Текст

Н. Краснодембская - Будда, боги, люди и демоны
Я успела заметить и записать в блокнот, что все присутствующие держатся с большим достоинством (это вообще типичная для сингалов черта) и очень свободно (кто–то посреди действа встает, бродит), живо, но неназойливо проявляют любопытство к новенькой, да еще иностранке.
Прета–пиденна отставили к жертвеннику — «этажерке», предназначенному для претов. Теперь на все жертвенники выложили подношения: сыпали рис, демонам и претам положили восьмичастное кари (род тушеного блюда с овощами и другими ингредиентами), рыбное кари, грубоватый плод виланда — набор отличался от того, который считается пригодным для деви–яханы. Что–то не то обнаружили среди подношений, но не стали ничего менять. В эпизоде передачи подношений участвует родственник больного, как мне объясняют, «ради/за него».
После упомянутого уже перерыва (24.10–24.20) прета–таттува придвинули вплотную к циновке пациента: там лежал «царский» кокосовый орех, закрытый куском черной ткани, стоял маленький горящий факел. Пациент еще отсутствовал, а когда немного позднее появился, ему дали миску с едой, и он держал ее перед «этажеркой». Под чтение заклинаний одним из жрецов (другие в это время просто болтали) пациент переложил еду, а именно кари висипас–малу, то есть состоящее из 25 видов овощей, из миски на жертвенник, а в конце положил еще лист бетеля. Кокос же пока не трогали.

Список данных
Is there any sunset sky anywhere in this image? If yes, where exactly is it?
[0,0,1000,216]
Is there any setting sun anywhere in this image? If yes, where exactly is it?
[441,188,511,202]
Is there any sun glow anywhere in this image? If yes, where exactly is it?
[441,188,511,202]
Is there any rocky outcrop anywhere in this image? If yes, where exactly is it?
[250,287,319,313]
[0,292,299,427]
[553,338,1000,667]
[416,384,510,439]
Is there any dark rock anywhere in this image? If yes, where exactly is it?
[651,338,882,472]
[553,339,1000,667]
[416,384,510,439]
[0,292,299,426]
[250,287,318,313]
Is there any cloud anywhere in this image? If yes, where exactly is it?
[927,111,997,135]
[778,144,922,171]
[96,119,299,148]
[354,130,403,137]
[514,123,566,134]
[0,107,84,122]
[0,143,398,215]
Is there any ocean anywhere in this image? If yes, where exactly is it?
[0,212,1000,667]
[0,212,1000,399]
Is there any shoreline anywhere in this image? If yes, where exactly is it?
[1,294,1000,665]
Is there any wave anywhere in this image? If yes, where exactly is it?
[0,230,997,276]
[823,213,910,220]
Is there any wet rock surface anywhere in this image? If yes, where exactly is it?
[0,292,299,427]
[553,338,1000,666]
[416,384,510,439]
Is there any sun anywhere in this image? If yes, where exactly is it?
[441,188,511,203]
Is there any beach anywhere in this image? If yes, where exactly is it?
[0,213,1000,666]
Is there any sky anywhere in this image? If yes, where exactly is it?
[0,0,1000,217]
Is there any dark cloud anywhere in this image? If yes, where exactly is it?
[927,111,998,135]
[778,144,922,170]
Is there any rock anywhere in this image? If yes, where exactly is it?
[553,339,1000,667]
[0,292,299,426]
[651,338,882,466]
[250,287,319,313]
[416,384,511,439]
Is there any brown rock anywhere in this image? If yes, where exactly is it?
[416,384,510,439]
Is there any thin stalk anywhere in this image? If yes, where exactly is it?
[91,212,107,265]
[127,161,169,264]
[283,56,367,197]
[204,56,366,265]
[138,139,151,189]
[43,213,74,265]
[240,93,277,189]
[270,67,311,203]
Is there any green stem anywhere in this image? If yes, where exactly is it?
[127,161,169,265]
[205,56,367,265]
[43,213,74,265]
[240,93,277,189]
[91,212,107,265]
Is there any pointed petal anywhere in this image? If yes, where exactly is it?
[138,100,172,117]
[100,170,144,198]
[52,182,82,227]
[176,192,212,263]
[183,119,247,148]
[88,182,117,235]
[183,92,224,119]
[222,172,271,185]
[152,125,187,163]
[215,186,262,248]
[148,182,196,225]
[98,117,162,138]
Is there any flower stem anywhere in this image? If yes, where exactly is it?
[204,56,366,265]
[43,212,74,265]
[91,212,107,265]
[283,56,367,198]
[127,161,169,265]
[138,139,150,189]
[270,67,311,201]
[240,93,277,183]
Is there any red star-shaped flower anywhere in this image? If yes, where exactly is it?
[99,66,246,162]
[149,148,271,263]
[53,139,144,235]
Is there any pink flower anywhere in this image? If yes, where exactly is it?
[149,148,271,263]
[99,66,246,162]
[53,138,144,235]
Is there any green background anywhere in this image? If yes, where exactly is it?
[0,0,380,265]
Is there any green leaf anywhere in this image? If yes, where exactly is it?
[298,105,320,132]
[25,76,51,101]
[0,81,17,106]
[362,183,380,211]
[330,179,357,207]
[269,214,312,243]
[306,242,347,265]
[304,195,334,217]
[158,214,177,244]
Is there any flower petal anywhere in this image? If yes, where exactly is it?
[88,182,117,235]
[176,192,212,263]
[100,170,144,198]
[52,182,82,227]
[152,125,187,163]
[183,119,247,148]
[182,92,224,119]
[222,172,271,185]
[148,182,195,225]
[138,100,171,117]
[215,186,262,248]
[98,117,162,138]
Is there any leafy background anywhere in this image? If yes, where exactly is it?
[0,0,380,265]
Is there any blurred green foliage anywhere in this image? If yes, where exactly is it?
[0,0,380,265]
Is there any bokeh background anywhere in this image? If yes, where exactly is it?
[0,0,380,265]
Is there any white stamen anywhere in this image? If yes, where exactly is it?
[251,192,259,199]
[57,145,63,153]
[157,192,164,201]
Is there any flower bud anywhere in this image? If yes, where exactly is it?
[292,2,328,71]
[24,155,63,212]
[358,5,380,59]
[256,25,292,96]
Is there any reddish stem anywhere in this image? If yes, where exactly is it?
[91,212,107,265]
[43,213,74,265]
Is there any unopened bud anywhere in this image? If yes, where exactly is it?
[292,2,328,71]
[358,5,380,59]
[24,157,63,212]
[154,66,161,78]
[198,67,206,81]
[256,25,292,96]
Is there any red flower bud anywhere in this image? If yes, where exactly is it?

Изучите материал
1. Почему, согласно тексту об обряде у сингалов, в эпизоде передачи подношений участвует родственник больного? Ответьте одним–тремя предложениями.
2. Напишите продолжение текста об обряде у сингалов, начав сразу после последнего приведённого предложения.

Ответы по номерам
1. По объяснению, приведённому в тексте, родственник больного участвует в передаче подношений «ради/за него», то есть ради самого больного.

2.
Следующее действие началось с обращения к демонам. Исполнители сменились. Другой молодой шаман взял один большой факел и шесть поменьше. Маленькие он расставил по «этажеркам», сопровождая действие пением заклинаний, а большой оставил себе. Затем взял свисток, полил его водой («очистил») и дул в него перед «корзиночкой», посвященной Махасоне. Передал свисток первому молодому шаману, тот тоже посвистел, но как–то не очень ловко. В действие вступили и зрители, громко крича «ху!» («эй!»). Вступил барабан. Шаманы взяли еще факелы, засуетились, двое в этот момент не прерываясь произносили заклинания. Затем распределились: второй молодой шаман и старик остались перед центральной жертвенной конструкцией, они пели (в этот момент как–то очень гнусаво, не изображали ли пение демонов?), дымили курильницей, кланялись «божественному ложу». Молодой танцевал с факелами и порошком, в руках старика позвякивали браслеты. Удалось узнать, что он держал в этот миг так называемые нага–саламбу («змеиные браслеты», или «браслеты нагов»). Все время гремел барабан. Тем временем остальные шаманы во главе с первым молодым ходили по периметру усадьбы и устраивали восемь таттува для стражей света (бахирава дола): сыпали на них рис, ставили ароматические курительные палочки. Второй молодой шаман продолжал читать заклинания, время от времени свистел. Бил барабан. Старик чуть звенел браслетами. Пьянил запах бесконечных воскурений.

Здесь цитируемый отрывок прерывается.